▶ THE TASK: Condense the paragraph beginning "For a long time I've been having" in the blog post below into two or three sentences, keeping its main points.

I apologize in advance: this post will come off as manic stream-of-consciousness, much like an insane person blabbering at a cornhusk doll… or maybe a can opener. Since my brain is still technically on the a.m. side of things, I’m treating this post like a batch of morning pages, a la The Artist’s Way.

For a long time I’ve been having, for lack of a better description, a crisis of creativity. I’ve been super busy, not carving out enough time to nurture some self-discovery and imaginative exploration, but yatta yatta yatta – I’m always super busy. I heap commitment after commitment onto my schedule, until I feel like Stretch Armstrong, but on the verge of cracking because instead of staying limber, he’s been left in the blistering heat in the backseat of a black Toyota Camry in Orlando for three months. So it constantly catches up to me. I’m frequently anxious, stressed, unsatisfied, exhausted, and ultimately guilty because I do this to myself.

There isn’t enough time or space or energy to dive into all the things I find fascinating. What’s worse, the second I express a particular interest to someone, I’m usually met with a two-fold experience: 1) oh you are? Well what do you think about *insert commonly known or obscure – how would I know which is which? – practitioner of said craft*, and 2) judgment when I admit that no, I haven’t.

I was helping set up stuff for a local play the other night. I’m not an actor, not much of a live theater goer, but a lot of my friends here are, and why wouldn’t I support them? At one point, Ralph asked me if I was an “artsy” person… not only did I not know how to respond, but before I could stammer out an ineffective answer, Sheryl brightly dropped in, exclaiming that no! Of course I wasn’t! Ralph was simply fooled by my nerd specs and my beanie…

I know Sheryl. She doesn’t mean any harm when she makes comments like that. I think at worst she suffers from a head-mouth disconnect, her foot perpetually skirting her lips. I love her, she’s a great person. Now, with all that preamble shoved your way: what the hell, man??

Ok, ok, I know I’m really sensitive about that shit. I suffer from an insane amount of fragile, barely-held together, pride. But it really made me wonder what kind of facade I present to the outside world. I work at a fucking art museum, for chrissakes, yet I’m perceived as what?

▶ DATA EXTRACT:
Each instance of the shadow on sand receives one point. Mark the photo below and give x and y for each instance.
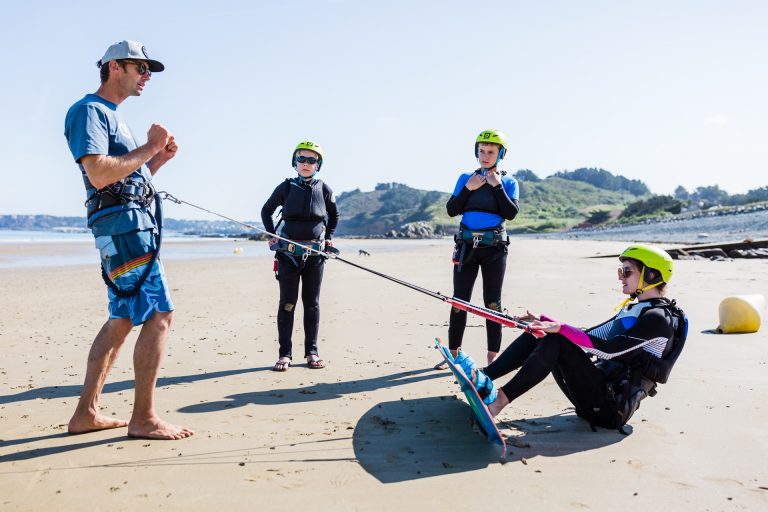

▶ SOLUTION FOR THIS EXERCISE: For a long time I've had a crisis of creativity, because I keep piling commitments onto my always-busy schedule and don't make time for self-discovery and imaginative exploration. I feel stretched like a Stretch Armstrong about to crack after months in a hot car, and it keeps catching up to me. I'm often anxious, stressed, unsatisfied, exhausted, and finally guilty, since I do this to myself.